▶ **Named-object pointing records**
┄┄┄┄┄┄

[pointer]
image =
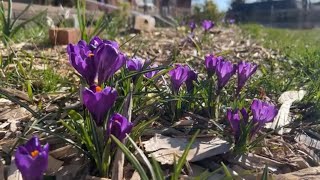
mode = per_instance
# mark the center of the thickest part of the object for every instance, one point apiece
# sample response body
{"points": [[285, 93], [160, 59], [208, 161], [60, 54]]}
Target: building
{"points": [[277, 13]]}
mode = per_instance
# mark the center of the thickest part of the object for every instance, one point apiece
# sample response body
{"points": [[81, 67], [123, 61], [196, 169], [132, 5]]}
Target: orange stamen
{"points": [[98, 89], [34, 153]]}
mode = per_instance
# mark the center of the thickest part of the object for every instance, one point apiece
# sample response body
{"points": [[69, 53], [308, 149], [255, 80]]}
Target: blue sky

┄┄┄┄┄┄

▶ **What is required**
Make an exact reproduction of the listing above, without any pictures.

▶ **Exercise response**
[pointer]
image =
mode = per_instance
# mark the center of the thickest part of the object for every instance, one point apiece
# sample response body
{"points": [[285, 93], [160, 59], [208, 161], [60, 54]]}
Target: building
{"points": [[277, 13]]}
mode = per_instance
# mark the center of the thickest part of the object for every instance, one point apiece
# sample response body
{"points": [[81, 67], [123, 61], [196, 169], [132, 5]]}
Target: orange stamen
{"points": [[98, 89], [34, 153]]}
mode = per_instance
# mark the center of the thickest part of the object for every instance, one point apiece
# sample response body
{"points": [[69, 53], [308, 149], [255, 80]]}
Target: blue sky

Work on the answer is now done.